-- Start of Available records --
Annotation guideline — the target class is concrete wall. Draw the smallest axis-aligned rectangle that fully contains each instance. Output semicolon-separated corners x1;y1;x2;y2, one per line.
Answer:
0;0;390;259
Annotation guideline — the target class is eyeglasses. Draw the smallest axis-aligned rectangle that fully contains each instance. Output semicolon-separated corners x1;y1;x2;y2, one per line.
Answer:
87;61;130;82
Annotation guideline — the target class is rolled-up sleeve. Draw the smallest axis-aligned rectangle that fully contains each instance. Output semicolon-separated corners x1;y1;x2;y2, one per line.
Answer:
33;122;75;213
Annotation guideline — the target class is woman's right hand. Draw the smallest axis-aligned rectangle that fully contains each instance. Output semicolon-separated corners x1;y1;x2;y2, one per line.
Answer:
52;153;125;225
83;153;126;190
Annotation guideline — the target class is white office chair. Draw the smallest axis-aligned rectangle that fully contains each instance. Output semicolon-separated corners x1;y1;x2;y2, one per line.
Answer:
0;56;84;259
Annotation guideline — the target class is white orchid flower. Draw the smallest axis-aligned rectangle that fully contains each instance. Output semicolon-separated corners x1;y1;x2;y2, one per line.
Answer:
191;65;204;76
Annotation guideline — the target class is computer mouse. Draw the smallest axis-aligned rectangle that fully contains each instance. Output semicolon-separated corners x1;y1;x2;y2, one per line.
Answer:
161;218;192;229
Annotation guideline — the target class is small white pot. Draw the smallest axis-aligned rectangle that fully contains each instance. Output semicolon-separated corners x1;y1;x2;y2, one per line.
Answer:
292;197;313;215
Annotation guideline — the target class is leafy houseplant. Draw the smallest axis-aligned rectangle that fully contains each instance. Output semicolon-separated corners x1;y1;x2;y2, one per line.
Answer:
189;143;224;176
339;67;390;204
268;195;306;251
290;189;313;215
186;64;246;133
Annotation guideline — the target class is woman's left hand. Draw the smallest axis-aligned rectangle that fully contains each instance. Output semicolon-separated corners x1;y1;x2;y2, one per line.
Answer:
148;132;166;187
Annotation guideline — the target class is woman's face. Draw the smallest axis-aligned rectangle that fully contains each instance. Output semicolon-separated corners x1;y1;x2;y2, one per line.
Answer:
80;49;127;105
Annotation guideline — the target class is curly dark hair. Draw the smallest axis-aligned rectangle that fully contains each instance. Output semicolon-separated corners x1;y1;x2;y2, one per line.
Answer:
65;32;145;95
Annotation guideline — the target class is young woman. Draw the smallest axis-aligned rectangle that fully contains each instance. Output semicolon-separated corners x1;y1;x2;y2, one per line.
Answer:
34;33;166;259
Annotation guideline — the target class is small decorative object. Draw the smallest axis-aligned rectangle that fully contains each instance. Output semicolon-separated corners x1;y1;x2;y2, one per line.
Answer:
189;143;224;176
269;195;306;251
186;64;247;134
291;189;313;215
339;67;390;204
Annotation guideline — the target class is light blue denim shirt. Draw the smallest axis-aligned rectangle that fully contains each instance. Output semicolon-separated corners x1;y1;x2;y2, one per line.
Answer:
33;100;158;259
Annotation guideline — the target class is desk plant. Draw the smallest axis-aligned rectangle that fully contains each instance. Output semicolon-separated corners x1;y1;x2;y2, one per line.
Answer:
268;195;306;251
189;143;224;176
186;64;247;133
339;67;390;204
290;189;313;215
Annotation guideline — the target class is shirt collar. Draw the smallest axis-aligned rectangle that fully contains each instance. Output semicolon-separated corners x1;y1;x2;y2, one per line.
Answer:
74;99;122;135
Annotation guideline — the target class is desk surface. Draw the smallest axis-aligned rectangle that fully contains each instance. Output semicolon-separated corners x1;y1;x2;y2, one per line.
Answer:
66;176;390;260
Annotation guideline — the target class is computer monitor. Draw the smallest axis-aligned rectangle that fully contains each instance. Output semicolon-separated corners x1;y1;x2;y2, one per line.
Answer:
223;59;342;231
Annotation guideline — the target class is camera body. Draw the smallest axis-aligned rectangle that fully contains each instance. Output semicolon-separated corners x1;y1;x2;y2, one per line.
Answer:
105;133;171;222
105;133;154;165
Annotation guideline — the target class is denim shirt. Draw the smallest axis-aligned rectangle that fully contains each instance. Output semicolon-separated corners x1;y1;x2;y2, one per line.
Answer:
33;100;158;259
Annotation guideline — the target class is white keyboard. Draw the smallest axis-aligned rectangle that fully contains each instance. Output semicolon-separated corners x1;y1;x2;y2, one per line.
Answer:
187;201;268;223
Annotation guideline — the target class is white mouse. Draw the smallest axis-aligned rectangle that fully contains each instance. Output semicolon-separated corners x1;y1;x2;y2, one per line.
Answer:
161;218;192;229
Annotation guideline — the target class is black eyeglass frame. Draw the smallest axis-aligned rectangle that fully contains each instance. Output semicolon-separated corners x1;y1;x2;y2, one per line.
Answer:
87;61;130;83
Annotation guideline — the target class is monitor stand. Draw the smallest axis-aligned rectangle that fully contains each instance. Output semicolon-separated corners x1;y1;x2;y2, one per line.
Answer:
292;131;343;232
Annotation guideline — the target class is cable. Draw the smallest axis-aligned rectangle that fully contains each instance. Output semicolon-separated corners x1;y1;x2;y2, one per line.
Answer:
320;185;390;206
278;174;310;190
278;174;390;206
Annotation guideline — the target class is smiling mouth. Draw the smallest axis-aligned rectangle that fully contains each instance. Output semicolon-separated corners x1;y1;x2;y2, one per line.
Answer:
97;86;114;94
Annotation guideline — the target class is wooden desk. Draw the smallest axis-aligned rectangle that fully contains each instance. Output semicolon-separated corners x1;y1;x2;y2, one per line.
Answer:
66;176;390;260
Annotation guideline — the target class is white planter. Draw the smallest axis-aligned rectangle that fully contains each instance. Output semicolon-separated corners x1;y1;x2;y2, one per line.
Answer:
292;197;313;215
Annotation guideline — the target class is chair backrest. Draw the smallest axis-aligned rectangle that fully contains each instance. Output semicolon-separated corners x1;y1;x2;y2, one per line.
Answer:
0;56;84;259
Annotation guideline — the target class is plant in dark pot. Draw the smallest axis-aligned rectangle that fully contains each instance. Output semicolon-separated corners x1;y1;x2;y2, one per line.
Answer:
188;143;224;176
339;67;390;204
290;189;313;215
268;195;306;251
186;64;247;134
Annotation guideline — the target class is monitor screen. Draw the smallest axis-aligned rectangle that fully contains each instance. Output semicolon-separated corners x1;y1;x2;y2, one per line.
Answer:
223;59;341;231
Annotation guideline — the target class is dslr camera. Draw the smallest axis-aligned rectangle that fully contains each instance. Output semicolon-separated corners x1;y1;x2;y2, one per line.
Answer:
-- End of Available records --
> Problem requirements
Arrange every line of the records above as a numbered list, omitting blank lines.

> Exercise response
1. Annotation guideline — the target class is concrete wall. Draw the smallest axis-aligned rectangle that fully contains each instance. Output semicolon-separated corners x1;y1;x2;y2, one per line.
2. Answer:
3. 0;0;390;259
4. Annotation guideline — the target class is eyeglasses. Draw the smallest axis-aligned rectangle that fully contains each instance. Output semicolon-separated corners x1;y1;x2;y2, one per line.
5. Answer:
6. 87;61;130;82
7. Annotation guideline — the target class is rolled-up sleeve. Draw the smallest axis-aligned rectangle that fully contains each instance. Output semicolon-separated corners x1;y1;x2;y2, one per line.
8. Answer:
9. 33;122;75;213
10. Annotation guideline — the target class is woman's right hand. Draw the smallest axis-aligned rectangle that fully contains each instance. Output semicolon-separated corners x1;y1;x2;y2, one per line.
11. Answer:
12. 52;153;125;225
13. 83;153;126;190
14. Annotation guideline — the target class is white office chair. Draw the smallest axis-aligned rectangle that fully contains each instance. Output semicolon-separated corners x1;y1;x2;y2, one per line.
15. Answer:
16. 0;56;84;259
17. Annotation guideline — the target class is white orchid flower. Draw the smallest axis-aligned rectangle that fully contains each instance. Output semicolon-separated corners x1;y1;x2;y2, one per line.
18. Answer:
19. 191;65;204;76
20. Annotation guideline — the target class is computer mouse. Draw the smallest axis-aligned rectangle that fully contains each instance. Output semicolon-separated corners x1;y1;x2;y2, one per line.
21. Answer:
22. 161;218;192;229
23. Annotation guideline — the target class is small white pot. Draw the smallest axis-aligned rectangle that fully contains each instance. Output semicolon-separated corners x1;y1;x2;y2, one per line.
24. Answer:
25. 292;197;313;215
26. Annotation guideline — the target class is leafy houseplant. Draw the smallest axis-aligned rectangle that fully contains each instance. Output semicolon-separated corners x1;y1;x2;y2, one per line.
27. Answer:
28. 189;143;224;176
29. 339;67;390;204
30. 268;195;306;251
31. 290;189;313;215
32. 186;64;246;133
33. Annotation guideline — the target class is woman's left hand. Draw the smallest axis-aligned rectangle that fully contains each instance. Output semicolon-separated corners x1;y1;x2;y2, one per line.
34. Answer:
35. 148;132;166;187
36. Annotation guideline — the target class is woman's face. Draw the smallest axis-aligned rectangle that fully contains each instance. Output semicolon-separated corners x1;y1;x2;y2, one per line.
37. Answer:
38. 80;49;127;105
39. Annotation guideline — the target class is curly dark hair. Draw the smallest axis-aligned rectangle that fully contains each instance. Output semicolon-separated corners x1;y1;x2;y2, one per line.
40. Answer:
41. 65;32;145;95
42. Annotation guideline — the target class is young woman. Draw the smallest axis-aligned rectangle that fully contains each instance. Output semicolon-separated corners x1;y1;x2;y2, one per line.
43. Answer:
44. 34;33;166;259
45. Annotation guideline — the target class is small decorative object. Draw the smallest axis-aligned rectangle that fully contains each instance. Output semicolon-separated corners x1;y1;x2;y2, one per line.
46. Answer:
47. 189;143;224;176
48. 269;195;306;251
49. 186;64;247;134
50. 291;189;313;215
51. 339;67;390;204
52. Annotation guideline — the target class is light blue denim shirt. Draw the smallest axis-aligned rectangle that fully contains each instance. Output semicolon-separated corners x1;y1;x2;y2, one per line.
53. Answer:
54. 33;100;158;259
55. Annotation guideline — the target class is desk plant. Draw the smallest axis-aligned rectangle that fully contains each instance. Output semicolon-separated corners x1;y1;x2;y2, one per line.
56. Answer:
57. 268;195;306;251
58. 189;143;224;176
59. 186;64;247;133
60. 339;67;390;204
61. 290;189;313;215
62. Annotation guideline — the target class is shirt collar. Draw the smallest axis-aligned rectangle that fully contains each instance. Output semicolon-separated corners x1;y1;x2;y2, one per line.
63. Answer:
64. 74;99;122;135
65. Annotation guideline — the target class is desk surface. Draw the smallest axis-aligned rectangle that fully contains each instance. Output semicolon-separated corners x1;y1;x2;y2, one per line.
66. Answer:
67. 66;176;390;260
68. Annotation guideline — the target class is computer monitor. Draw the smallest axis-aligned rectangle that fully contains each instance. Output semicolon-separated corners x1;y1;x2;y2, one per line.
69. Answer:
70. 223;59;342;231
71. Annotation guideline — the target class is camera body. Draw the smallest axis-aligned rectangle that fully contains each instance. Output semicolon-separated corners x1;y1;x2;y2, one per line.
72. Answer:
73. 105;133;171;222
74. 105;133;154;165
75. Annotation guideline — the target class is denim shirt. Draw the smallest axis-aligned rectangle that fully contains each instance. Output semicolon-separated corners x1;y1;x2;y2, one per line.
76. Answer:
77. 33;100;158;259
78. Annotation guideline — the target class is white keyboard. Draw the smallest axis-aligned rectangle that fully contains each instance. Output semicolon-separated corners x1;y1;x2;y2, one per line.
79. Answer:
80. 187;201;268;223
81. Annotation guideline — the target class is white mouse. Draw the smallest axis-aligned rectangle that fully contains each instance. Output semicolon-separated corners x1;y1;x2;y2, one per line.
82. Answer:
83. 161;218;192;229
84. Annotation guideline — the target class is black eyeglass frame. Draw the smallest axis-aligned rectangle that fully contains each instance. Output semicolon-separated corners x1;y1;x2;y2, one per line.
85. Answer:
86. 87;61;130;83
87. Annotation guideline — the target class is monitor stand. Draw the smallest axis-aligned rectangle that fully contains each instance. Output semicolon-separated corners x1;y1;x2;y2, one per line.
88. Answer:
89. 292;131;343;232
90. Annotation guideline — the target class is cable. Draw the smallest axis-aligned rectangle that fully contains each instance. Output semicolon-separated corners x1;y1;x2;y2, one per line.
91. Answer:
92. 320;185;390;206
93. 278;174;310;190
94. 278;174;390;206
95. Annotation guideline — the target class is smiling mouth. Draw the smallest axis-aligned rectangle that fully contains each instance. Output semicolon-separated corners x1;y1;x2;y2, one per line.
96. Answer:
97. 97;86;114;94
98. Annotation guideline — the target class is wooden desk. Draw the smallest axis-aligned rectangle that fully contains each instance. Output semicolon-separated corners x1;y1;x2;y2, one per line.
99. Answer:
100. 66;176;390;260
101. Annotation guideline — the target class is white planter. Draw the smallest axis-aligned rectangle that fully contains each instance. Output semicolon-separated corners x1;y1;x2;y2, one per line.
102. Answer:
103. 292;197;313;215
104. Annotation guideline — the target class is chair backrest. Draw the smallest axis-aligned rectangle that fully contains each instance. Output semicolon-separated corners x1;y1;x2;y2, one per line.
105. Answer:
106. 0;56;84;259
107. Annotation guideline — the target class is plant in dark pot. Draw the smallest axis-aligned rectangle that fully contains each instance. Output semicolon-separated corners x1;y1;x2;y2, one per line.
108. Answer:
109. 188;143;224;176
110. 339;67;390;204
111. 290;189;313;215
112. 268;195;306;251
113. 186;64;247;134
114. Annotation guideline — the target class is monitor screen. Draw the smallest axis-aligned rectangle that fully contains each instance. Output semicolon-separated corners x1;y1;x2;y2, one per line.
115. Answer:
116. 223;59;341;231
117. Annotation guideline — the target class is dslr camera. Draw the smallest axis-aligned rectangle that fully contains each instance. Output semicolon-separated corners x1;y1;x2;y2, one per line.
118. Answer:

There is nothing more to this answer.